Set of tasks:
#1 In the forum thread about a dorm room speaker setup, what budget does the first poster give?
#2 Locate every line in the entries that contains the string 'single'. Case counts.

— Start Provided passage —

# Speaker Setup for Dorm Room



## sundance0 (Aug 16, 2013)

Hi. I'd like to buy some new speakers for my dorm room. I don't know the exact square footage of the room, but it's not too big. I'd like the speakers to be able to get loud, but again the room isn't huge so it's not like it'd take all that much. Ideally, the speakers also wouldn't be very easy to blow out (I can imagine someone blasting music briefly at a party/etc., and I don't want something like that to just ruin the speakers in one go). My budget is about $400-$500 for the speakers, speaker stands (if needed), and the amp/receiver.

The speakers will be mainly for playing music, though I may use them for movies or video games occasionally. There won't be a great place to put the speakers, so if they're not floor-standing, they'll need stands, and if they are on stands, they (the stands) will have to be really sturdy. I've looked around but can't find any stands that look like they can't just be knocked over.

What would be the best speaker/amp/stand combo given my budget?

Thanks!


----------



## Mike Edwards (Mar 10, 2011)

sundance0 said:


> Hi. I'd like to buy some new speakers for my dorm room. I don't know the exact square footage of the room, but it's not too big. I'd like the speakers to be able to get loud, but again the room isn't huge so it's not like it'd take all that much. Ideally, the speakers also wouldn't be very easy to blow out (I can imagine someone blasting music briefly at a party/etc., and I don't want something like that to just ruin the speakers in one go). My budget is about $400-$500 for the speakers, speaker stands (if needed), and the amp/receiver.

— End Provided passage —
— Start Excerpted data —

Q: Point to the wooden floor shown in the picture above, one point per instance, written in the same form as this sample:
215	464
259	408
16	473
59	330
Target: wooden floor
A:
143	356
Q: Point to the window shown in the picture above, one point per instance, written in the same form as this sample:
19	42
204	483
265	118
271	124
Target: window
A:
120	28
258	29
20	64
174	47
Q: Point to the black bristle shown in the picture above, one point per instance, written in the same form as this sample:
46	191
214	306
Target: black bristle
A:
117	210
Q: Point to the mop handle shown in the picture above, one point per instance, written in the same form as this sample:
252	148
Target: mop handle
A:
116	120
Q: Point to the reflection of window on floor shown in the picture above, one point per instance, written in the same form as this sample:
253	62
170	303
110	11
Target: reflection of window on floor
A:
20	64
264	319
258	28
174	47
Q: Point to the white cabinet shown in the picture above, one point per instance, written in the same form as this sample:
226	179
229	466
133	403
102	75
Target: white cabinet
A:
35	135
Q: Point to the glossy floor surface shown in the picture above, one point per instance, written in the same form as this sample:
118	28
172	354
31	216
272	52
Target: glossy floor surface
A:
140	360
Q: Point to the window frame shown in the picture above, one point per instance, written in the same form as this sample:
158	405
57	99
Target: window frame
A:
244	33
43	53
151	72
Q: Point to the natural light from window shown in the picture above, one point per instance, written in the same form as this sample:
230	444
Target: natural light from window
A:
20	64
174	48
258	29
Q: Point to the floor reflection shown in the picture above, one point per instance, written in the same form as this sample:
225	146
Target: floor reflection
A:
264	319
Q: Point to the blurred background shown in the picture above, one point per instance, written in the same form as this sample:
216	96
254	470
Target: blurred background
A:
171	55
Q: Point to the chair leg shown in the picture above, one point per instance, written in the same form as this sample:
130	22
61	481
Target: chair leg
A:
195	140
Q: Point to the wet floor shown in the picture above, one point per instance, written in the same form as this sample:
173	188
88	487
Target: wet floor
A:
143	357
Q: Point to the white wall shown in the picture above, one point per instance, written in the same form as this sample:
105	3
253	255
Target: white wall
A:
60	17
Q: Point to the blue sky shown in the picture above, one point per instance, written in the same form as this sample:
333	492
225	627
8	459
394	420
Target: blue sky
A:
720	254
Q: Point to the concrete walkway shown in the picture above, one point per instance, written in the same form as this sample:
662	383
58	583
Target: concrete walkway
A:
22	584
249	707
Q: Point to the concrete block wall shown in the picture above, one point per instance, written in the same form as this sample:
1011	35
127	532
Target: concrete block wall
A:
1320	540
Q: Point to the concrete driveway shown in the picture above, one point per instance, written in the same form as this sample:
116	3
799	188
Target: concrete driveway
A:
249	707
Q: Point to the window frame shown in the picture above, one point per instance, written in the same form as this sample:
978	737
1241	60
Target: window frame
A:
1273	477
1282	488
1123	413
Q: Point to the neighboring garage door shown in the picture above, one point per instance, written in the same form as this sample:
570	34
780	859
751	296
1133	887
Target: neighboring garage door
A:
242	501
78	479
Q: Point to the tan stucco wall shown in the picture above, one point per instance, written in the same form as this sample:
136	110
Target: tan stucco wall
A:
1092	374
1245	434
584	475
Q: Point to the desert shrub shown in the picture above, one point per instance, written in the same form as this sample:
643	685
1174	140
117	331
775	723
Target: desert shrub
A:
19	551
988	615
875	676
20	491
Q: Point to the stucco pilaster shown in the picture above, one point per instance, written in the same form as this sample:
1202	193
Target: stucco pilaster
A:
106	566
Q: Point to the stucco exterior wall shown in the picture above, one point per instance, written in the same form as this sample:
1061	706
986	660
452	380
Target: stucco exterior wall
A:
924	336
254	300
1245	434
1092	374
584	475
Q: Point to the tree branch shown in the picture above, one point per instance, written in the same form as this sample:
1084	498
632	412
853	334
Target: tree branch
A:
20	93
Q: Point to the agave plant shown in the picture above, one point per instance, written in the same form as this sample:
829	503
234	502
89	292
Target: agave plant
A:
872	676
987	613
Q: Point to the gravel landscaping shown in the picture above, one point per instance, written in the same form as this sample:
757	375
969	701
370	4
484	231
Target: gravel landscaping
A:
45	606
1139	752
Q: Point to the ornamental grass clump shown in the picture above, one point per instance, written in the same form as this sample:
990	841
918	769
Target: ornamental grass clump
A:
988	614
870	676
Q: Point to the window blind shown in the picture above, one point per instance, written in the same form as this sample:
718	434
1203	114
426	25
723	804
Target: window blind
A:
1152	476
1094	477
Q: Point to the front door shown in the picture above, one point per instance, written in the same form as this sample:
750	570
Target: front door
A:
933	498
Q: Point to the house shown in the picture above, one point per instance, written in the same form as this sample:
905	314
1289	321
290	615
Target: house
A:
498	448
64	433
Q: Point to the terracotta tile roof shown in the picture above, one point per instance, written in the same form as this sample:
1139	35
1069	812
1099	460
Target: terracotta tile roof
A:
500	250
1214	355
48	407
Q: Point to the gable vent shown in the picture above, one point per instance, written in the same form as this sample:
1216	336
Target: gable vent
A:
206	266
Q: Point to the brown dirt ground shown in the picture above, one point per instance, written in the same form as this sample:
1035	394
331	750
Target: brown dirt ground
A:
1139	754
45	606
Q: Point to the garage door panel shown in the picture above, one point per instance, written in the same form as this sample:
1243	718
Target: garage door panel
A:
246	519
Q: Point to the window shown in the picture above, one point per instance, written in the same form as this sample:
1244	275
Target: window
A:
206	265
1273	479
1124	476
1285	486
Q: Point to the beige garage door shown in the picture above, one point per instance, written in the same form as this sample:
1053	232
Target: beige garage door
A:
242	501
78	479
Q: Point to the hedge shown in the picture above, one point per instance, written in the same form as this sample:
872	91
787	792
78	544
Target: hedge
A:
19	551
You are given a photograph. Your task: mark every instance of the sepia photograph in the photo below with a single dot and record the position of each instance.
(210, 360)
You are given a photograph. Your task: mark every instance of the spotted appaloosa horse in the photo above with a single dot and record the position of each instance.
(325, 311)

— End Excerpted data —

Answers below:
#1 About $400-$500 for the speakers, speaker stands if needed, and the amp/receiver.

#2
You are given a photograph. Your task: mark every instance of the sepia photograph in the photo below with a single dot and record the position of each instance.
You are given a photograph. Your task: mark every instance of the spotted appaloosa horse in the photo above with a single dot and record the position of each instance.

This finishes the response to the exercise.